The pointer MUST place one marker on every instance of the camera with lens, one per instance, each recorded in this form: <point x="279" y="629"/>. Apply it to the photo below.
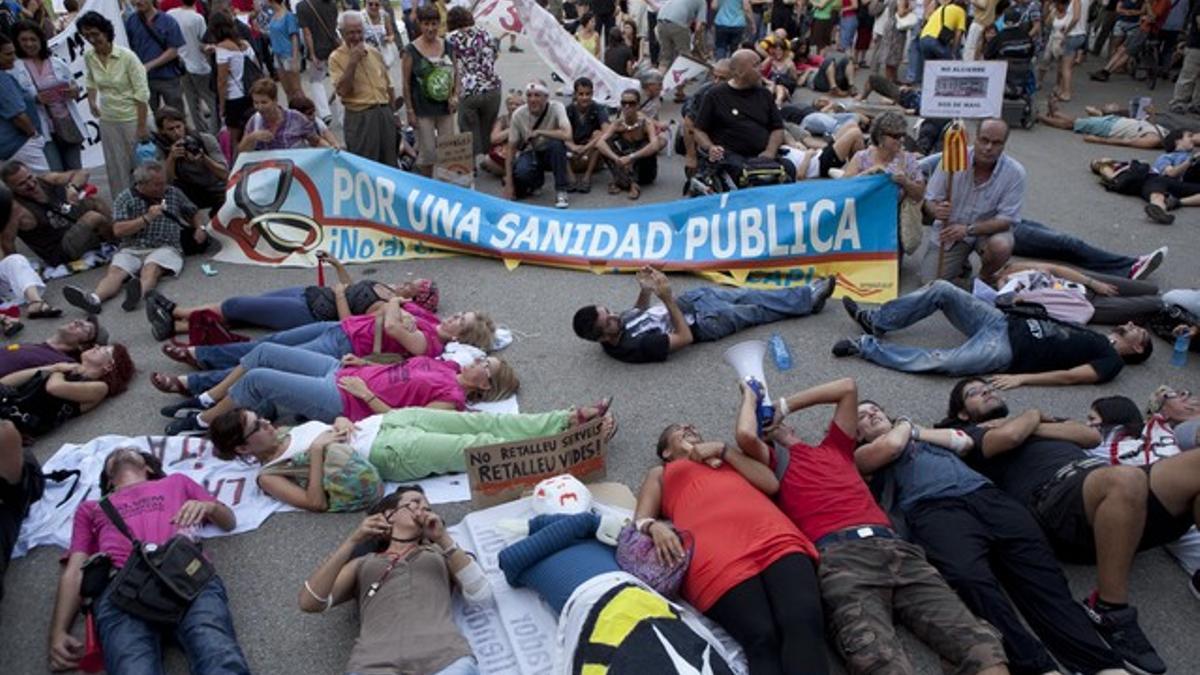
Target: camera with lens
<point x="192" y="145"/>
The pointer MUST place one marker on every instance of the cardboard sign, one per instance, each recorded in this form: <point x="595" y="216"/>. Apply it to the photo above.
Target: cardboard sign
<point x="504" y="471"/>
<point x="963" y="89"/>
<point x="456" y="161"/>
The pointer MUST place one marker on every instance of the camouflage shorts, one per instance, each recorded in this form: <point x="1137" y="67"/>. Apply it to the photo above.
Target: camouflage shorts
<point x="865" y="583"/>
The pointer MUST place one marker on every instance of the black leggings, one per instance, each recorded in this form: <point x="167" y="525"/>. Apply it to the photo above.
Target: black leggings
<point x="777" y="619"/>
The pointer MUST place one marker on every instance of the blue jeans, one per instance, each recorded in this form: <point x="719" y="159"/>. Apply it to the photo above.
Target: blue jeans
<point x="277" y="310"/>
<point x="207" y="635"/>
<point x="987" y="348"/>
<point x="847" y="33"/>
<point x="1036" y="240"/>
<point x="294" y="380"/>
<point x="720" y="312"/>
<point x="324" y="338"/>
<point x="916" y="63"/>
<point x="726" y="40"/>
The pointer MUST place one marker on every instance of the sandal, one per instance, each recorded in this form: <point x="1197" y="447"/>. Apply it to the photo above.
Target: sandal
<point x="585" y="414"/>
<point x="43" y="310"/>
<point x="168" y="383"/>
<point x="181" y="354"/>
<point x="11" y="326"/>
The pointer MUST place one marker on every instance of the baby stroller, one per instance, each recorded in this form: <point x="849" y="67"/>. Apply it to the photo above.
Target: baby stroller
<point x="1020" y="83"/>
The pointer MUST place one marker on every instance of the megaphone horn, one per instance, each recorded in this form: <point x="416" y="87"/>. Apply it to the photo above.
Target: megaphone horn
<point x="747" y="359"/>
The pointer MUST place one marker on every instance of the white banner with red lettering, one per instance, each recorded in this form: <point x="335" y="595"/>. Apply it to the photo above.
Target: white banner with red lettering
<point x="234" y="483"/>
<point x="69" y="45"/>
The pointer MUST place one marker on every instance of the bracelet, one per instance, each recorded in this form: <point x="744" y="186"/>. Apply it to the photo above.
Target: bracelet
<point x="327" y="601"/>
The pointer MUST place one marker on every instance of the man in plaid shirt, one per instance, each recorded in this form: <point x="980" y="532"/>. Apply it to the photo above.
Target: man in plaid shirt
<point x="150" y="217"/>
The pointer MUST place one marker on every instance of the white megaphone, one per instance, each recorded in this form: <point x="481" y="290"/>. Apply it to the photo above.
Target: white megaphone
<point x="747" y="359"/>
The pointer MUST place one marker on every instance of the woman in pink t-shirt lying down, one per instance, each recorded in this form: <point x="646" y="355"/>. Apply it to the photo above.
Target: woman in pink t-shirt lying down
<point x="321" y="387"/>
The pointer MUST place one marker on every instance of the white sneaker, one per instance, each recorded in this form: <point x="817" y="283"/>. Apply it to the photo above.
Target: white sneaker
<point x="1147" y="264"/>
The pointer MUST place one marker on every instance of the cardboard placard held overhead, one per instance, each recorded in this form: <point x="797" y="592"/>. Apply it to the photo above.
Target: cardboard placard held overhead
<point x="963" y="89"/>
<point x="456" y="160"/>
<point x="504" y="471"/>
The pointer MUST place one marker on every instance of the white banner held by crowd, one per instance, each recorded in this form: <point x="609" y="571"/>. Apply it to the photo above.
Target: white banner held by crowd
<point x="69" y="45"/>
<point x="567" y="57"/>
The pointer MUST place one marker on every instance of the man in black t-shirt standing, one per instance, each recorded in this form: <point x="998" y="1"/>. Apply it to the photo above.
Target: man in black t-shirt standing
<point x="1032" y="351"/>
<point x="646" y="334"/>
<point x="739" y="119"/>
<point x="1090" y="511"/>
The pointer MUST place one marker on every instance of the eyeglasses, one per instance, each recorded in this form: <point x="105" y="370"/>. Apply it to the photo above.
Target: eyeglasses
<point x="978" y="390"/>
<point x="259" y="424"/>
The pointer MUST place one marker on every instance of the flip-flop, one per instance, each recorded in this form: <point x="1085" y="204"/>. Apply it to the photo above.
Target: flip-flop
<point x="43" y="310"/>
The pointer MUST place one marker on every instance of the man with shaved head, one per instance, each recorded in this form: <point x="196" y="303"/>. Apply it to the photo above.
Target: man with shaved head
<point x="738" y="119"/>
<point x="987" y="202"/>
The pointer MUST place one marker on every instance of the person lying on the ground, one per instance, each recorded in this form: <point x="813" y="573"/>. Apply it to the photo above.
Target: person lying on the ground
<point x="751" y="571"/>
<point x="21" y="485"/>
<point x="807" y="162"/>
<point x="906" y="96"/>
<point x="868" y="574"/>
<point x="988" y="199"/>
<point x="645" y="334"/>
<point x="151" y="219"/>
<point x="42" y="399"/>
<point x="401" y="330"/>
<point x="406" y="620"/>
<point x="323" y="388"/>
<point x="155" y="507"/>
<point x="1107" y="125"/>
<point x="21" y="284"/>
<point x="52" y="215"/>
<point x="1127" y="440"/>
<point x="1081" y="298"/>
<point x="1041" y="352"/>
<point x="1174" y="179"/>
<point x="295" y="305"/>
<point x="630" y="144"/>
<point x="1090" y="511"/>
<point x="987" y="544"/>
<point x="70" y="340"/>
<point x="403" y="444"/>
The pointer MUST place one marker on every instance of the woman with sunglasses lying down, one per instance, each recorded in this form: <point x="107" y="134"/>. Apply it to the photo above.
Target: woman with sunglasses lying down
<point x="323" y="388"/>
<point x="309" y="466"/>
<point x="403" y="589"/>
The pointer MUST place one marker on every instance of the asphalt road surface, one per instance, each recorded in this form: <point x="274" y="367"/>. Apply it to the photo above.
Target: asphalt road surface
<point x="264" y="569"/>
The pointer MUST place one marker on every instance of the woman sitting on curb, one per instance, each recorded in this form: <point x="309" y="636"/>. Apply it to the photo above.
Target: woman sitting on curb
<point x="295" y="305"/>
<point x="323" y="388"/>
<point x="405" y="444"/>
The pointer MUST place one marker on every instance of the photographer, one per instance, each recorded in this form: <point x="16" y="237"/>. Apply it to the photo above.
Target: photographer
<point x="193" y="160"/>
<point x="154" y="221"/>
<point x="405" y="611"/>
<point x="155" y="508"/>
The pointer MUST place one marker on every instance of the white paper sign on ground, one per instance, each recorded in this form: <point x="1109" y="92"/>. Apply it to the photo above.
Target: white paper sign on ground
<point x="963" y="89"/>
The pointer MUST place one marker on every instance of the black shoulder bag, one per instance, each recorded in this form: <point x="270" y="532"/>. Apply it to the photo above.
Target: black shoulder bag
<point x="157" y="584"/>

----------

▶ _Job_: Begin at the line that has "the woman sitting" and stop at the end of the data. Write out those lines again, switching "marker" to "dot" and keeping everything else the same.

▶ _The answer_:
The pointer MUST place one dot on every instance of the woman sitting on curb, one per instance, each recorded in this form: <point x="309" y="636"/>. Apply it to the photo above.
Target: woman sitting on curb
<point x="295" y="305"/>
<point x="323" y="388"/>
<point x="405" y="444"/>
The pointer MUST place one dot on every instance of the photographer, one per instance, each recorded in this form: <point x="16" y="237"/>. Apply it to the photo above.
Target: photographer
<point x="193" y="160"/>
<point x="154" y="221"/>
<point x="405" y="611"/>
<point x="155" y="508"/>
The pointer MUST place one dot on every instance of the white paper sign on ground, one per instance, each recorded in this form: <point x="1109" y="92"/>. Apply it to the photo above.
Target: white paper sign on ground
<point x="963" y="89"/>
The pointer MUST place one dot on every instance of the black shoulder bag, one per instance, each recorded in this form: <point x="270" y="532"/>. Apply it to the photo above.
Target: black shoulder bag
<point x="157" y="584"/>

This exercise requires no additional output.